Each of the three solids just looked at above (generated from 3, 4, and 6 great circles dividing the sphere evenly) has a very special relation to one, or a specific pair, of a most regular class of solids, the “platonic” solids (where the solid is composed solely of a single, regular shape for each of its faces, and all its vertices lie on a single sphere). Here, for reference, are each of the five platonic solids, and each mapped onto a sphere.
A very beautiful ordering is shown, that the solids generated by dividing the sphere with great circles in the least arbitrary way (i.e. the most regular division in terms of great circles), have an intimate relation to the solids which are generated by dividing the sphere into the same regular shapes (i.e. most regular in terms of faces), as we will explore this relation below.
We are only dipping into a much broader field of different regular and quasi-regular divisions of the sphere, and the corresponding solids; the connection to our investigation comes through a specific type of “truncation” of these platonic solids: taking the midpoint of each edge of a solid, and connecting these midpoints with rectilinear lines, generating a new solid (as a “truncation” of the first, as if we were chopping off sections of the first). Because of the regular nature of the platonic solids we are truncating, the resulting solids will, like the platonic solids, have all their corresponding edges be equal, but the faces will not necessarily all be the same shape.

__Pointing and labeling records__
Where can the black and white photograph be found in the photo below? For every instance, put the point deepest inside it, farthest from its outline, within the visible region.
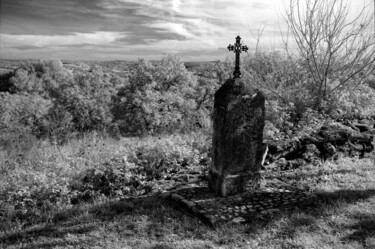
(162, 124)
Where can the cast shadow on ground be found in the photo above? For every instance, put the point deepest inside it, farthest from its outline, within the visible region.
(69, 223)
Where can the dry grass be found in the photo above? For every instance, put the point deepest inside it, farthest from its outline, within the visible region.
(343, 216)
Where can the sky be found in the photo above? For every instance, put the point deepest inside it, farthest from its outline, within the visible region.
(195, 30)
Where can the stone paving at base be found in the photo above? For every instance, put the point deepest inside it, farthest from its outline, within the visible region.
(273, 197)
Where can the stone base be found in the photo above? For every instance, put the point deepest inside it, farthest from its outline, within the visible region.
(233, 184)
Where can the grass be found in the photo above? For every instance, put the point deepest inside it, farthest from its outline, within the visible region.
(343, 216)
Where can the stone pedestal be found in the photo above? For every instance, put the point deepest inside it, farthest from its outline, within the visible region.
(237, 149)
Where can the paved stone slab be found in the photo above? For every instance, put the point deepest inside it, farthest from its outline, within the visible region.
(239, 208)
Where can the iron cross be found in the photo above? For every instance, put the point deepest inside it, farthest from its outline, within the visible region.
(237, 48)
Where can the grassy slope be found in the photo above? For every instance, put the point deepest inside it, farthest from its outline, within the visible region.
(344, 216)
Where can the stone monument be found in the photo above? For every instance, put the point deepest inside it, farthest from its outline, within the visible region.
(238, 122)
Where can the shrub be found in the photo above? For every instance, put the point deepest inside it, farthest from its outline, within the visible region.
(159, 98)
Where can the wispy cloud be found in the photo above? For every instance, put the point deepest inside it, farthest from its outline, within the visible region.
(127, 29)
(96, 38)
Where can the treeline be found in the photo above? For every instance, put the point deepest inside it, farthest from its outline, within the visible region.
(50, 101)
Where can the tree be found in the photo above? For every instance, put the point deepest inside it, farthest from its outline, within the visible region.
(336, 50)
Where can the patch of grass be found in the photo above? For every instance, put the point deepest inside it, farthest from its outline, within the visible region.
(342, 217)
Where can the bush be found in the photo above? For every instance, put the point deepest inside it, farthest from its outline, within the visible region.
(159, 99)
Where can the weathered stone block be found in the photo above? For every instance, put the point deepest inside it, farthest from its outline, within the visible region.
(237, 149)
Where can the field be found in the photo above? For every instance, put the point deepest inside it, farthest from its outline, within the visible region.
(343, 216)
(78, 139)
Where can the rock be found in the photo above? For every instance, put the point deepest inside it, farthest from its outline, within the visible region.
(237, 148)
(363, 127)
(238, 220)
(311, 152)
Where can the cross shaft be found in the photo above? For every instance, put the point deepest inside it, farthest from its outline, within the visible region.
(237, 48)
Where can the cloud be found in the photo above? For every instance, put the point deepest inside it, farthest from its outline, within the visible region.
(116, 28)
(96, 38)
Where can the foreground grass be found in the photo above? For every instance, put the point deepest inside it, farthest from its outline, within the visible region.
(343, 216)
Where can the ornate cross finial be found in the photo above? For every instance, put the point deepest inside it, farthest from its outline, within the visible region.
(237, 48)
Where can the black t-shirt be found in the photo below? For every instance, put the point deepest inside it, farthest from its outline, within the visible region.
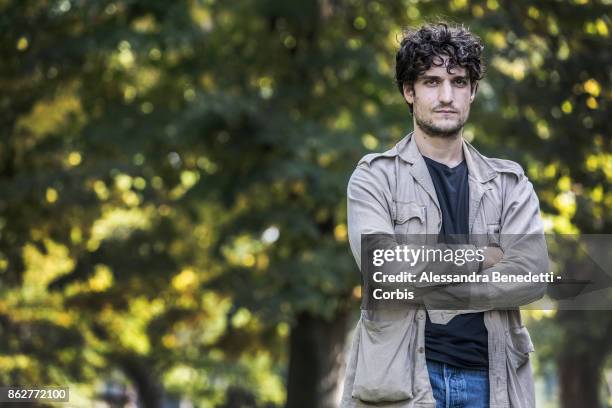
(462, 342)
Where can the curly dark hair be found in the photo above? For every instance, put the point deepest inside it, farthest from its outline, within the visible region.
(421, 46)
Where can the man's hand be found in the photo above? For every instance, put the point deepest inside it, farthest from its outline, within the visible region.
(492, 256)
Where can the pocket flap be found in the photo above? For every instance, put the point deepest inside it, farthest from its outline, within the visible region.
(384, 370)
(406, 211)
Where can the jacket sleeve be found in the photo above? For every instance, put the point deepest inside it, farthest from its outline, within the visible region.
(525, 252)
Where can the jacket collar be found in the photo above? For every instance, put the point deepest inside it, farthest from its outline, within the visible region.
(477, 164)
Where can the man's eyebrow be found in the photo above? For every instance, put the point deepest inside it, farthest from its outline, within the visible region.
(426, 77)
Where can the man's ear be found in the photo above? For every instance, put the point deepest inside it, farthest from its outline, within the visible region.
(474, 90)
(408, 93)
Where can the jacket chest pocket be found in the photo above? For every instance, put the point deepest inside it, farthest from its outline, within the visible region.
(410, 218)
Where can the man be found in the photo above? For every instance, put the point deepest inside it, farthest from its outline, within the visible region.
(434, 182)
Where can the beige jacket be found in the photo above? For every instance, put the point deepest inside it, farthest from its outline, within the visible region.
(392, 193)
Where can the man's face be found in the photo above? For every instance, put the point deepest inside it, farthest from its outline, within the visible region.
(441, 101)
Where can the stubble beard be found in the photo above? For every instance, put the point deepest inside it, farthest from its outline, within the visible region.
(430, 128)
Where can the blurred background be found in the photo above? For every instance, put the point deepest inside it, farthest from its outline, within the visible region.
(173, 186)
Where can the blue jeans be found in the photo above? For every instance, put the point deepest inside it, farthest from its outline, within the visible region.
(455, 387)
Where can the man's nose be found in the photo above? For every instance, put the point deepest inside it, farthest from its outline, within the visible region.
(445, 95)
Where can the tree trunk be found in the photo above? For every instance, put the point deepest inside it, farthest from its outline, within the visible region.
(149, 388)
(579, 376)
(316, 361)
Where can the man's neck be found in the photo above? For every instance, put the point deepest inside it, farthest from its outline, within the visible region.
(445, 150)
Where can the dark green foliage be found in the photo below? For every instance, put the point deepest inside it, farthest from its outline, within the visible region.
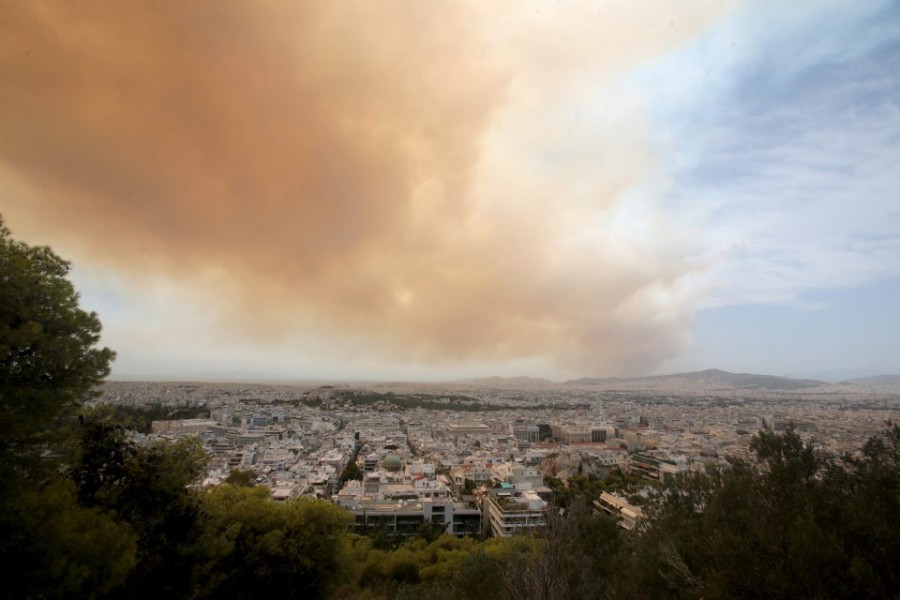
(146, 487)
(49, 545)
(251, 547)
(48, 360)
(794, 525)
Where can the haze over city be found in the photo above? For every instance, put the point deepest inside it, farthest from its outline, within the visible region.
(436, 191)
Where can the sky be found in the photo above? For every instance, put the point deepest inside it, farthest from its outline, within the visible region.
(439, 190)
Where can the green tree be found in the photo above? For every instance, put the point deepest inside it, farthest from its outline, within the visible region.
(49, 362)
(252, 547)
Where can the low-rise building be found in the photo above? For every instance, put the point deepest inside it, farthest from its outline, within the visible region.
(510, 512)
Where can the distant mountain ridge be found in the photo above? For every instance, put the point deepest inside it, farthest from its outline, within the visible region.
(712, 377)
(876, 380)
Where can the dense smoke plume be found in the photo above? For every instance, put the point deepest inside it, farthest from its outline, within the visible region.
(411, 176)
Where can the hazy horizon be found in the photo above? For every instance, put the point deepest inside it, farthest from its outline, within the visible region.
(421, 191)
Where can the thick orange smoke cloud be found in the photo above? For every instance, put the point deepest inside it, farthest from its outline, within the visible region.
(369, 170)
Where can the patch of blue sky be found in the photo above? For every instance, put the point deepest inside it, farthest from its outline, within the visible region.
(781, 127)
(853, 328)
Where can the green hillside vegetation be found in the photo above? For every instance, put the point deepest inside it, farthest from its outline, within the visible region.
(88, 512)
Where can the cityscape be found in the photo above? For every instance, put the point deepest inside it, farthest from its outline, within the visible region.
(473, 456)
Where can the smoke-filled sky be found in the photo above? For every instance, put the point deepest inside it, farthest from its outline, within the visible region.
(445, 189)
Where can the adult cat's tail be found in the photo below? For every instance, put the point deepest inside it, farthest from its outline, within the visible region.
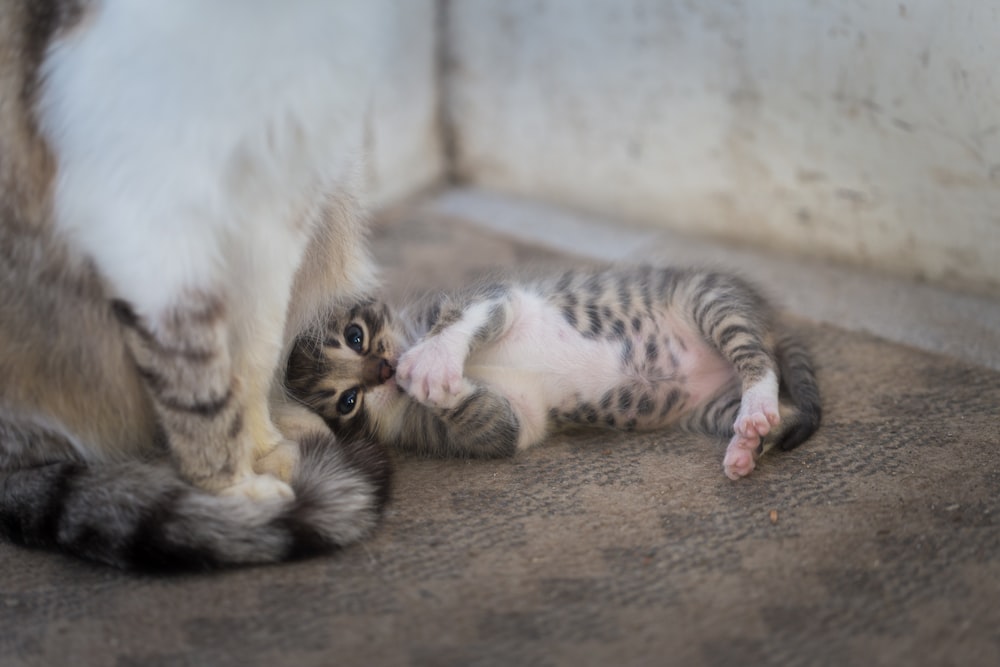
(799, 393)
(144, 517)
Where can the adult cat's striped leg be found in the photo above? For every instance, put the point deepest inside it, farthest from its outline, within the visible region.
(184, 359)
(432, 371)
(736, 321)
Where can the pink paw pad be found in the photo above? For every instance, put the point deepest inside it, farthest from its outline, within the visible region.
(740, 456)
(431, 373)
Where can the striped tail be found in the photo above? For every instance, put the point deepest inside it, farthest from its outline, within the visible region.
(798, 391)
(142, 516)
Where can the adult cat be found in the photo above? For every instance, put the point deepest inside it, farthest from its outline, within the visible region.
(175, 206)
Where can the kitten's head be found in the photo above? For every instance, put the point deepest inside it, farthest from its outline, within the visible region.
(346, 370)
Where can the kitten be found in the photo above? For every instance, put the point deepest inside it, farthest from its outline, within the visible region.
(175, 206)
(499, 366)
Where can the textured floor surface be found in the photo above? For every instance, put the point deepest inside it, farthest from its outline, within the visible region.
(876, 543)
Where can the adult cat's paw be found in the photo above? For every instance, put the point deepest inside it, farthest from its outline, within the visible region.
(432, 373)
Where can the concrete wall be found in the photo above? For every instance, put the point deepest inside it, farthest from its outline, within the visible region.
(402, 140)
(861, 130)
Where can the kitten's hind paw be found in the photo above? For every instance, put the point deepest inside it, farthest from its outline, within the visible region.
(758, 410)
(260, 488)
(740, 456)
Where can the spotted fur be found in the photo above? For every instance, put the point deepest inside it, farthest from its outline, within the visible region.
(497, 367)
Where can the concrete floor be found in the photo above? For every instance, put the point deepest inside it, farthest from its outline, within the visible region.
(875, 543)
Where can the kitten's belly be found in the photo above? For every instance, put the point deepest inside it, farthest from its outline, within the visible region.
(544, 364)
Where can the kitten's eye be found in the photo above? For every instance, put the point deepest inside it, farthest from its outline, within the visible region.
(348, 401)
(355, 337)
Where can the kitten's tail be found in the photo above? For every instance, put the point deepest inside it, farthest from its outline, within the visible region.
(144, 517)
(800, 404)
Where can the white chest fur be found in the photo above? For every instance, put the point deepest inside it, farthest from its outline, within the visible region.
(192, 124)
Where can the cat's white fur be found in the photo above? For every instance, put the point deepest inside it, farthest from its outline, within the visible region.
(209, 174)
(254, 115)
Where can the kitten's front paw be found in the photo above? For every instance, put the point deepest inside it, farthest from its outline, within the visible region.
(432, 373)
(260, 488)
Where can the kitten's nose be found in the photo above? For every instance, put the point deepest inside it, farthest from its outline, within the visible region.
(385, 370)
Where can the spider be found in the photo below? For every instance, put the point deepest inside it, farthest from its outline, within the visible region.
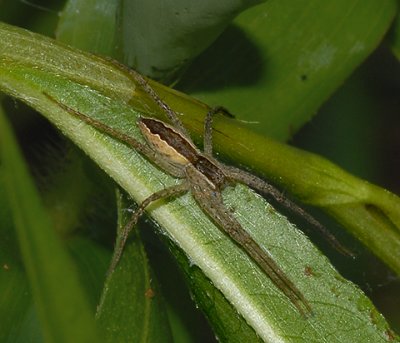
(171, 149)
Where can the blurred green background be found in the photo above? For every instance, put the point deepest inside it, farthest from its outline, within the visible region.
(358, 128)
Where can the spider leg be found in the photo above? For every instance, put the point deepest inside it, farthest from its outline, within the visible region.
(171, 114)
(208, 144)
(211, 203)
(123, 236)
(262, 186)
(128, 140)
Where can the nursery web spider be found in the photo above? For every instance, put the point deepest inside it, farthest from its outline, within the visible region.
(171, 148)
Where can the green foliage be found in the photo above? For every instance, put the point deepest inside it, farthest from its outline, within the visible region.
(286, 60)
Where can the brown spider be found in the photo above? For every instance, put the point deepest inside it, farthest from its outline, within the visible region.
(171, 149)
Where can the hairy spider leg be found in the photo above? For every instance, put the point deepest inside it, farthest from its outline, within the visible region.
(264, 187)
(261, 186)
(143, 149)
(171, 114)
(208, 123)
(168, 192)
(212, 204)
(150, 154)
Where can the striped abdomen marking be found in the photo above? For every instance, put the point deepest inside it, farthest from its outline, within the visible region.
(168, 142)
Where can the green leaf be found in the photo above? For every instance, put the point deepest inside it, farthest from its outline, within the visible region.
(280, 61)
(99, 89)
(140, 315)
(59, 299)
(395, 37)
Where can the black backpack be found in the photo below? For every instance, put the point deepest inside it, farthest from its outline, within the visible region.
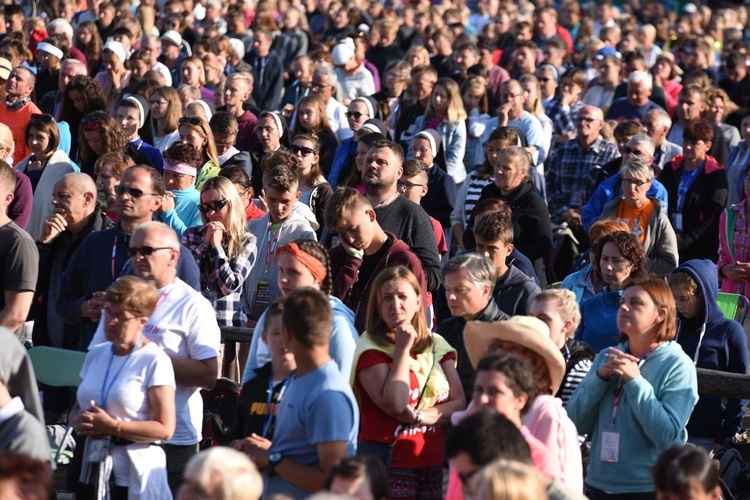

__Directive 1__
Summarize the passage on sphere divisions and the platonic solids in two sentences.
__Directive 2__
Go on with the passage on sphere divisions and the platonic solids, picking up after its final sentence.
These records were drawn from a separate source.

__Task answer 1__
The three solids generated by dividing the sphere evenly with 3, 4, and 6 great circles each relate closely to one, or a specific pair, of the five platonic solids, whose faces are all a single regular shape and whose vertices all lie on one sphere. The link comes through a type of truncation in which the midpoints of each edge of a platonic solid are joined by straight lines, producing a new solid whose corresponding edges are all equal but whose faces need not all share one shape.

__Task answer 2__
The bisected-edge truncation of the octahedron:
The bisected-edge truncation of the cube:
Notice, the bisected-edge truncation of the cube and of the octahedron produce the same solid: the cuboctahedron (in the animation below where the cube and octahedron share the same cuboctahedron, the cube and octahedron will not be from the same sized sphere; for our investigation here, this is just worth noting).
The reason why the octahedron and cube produce the same solid, when truncated in this way, is that they (the cube and octahedron) are “duals.” This dual relationship can be known by connecting the centers of the faces of a platonic solid, this will generate its dual, another platonic solid. Again, it is necessary that the reader is to construct these, both on the sphere, and in the rectilinear form (preferably on the sphere first).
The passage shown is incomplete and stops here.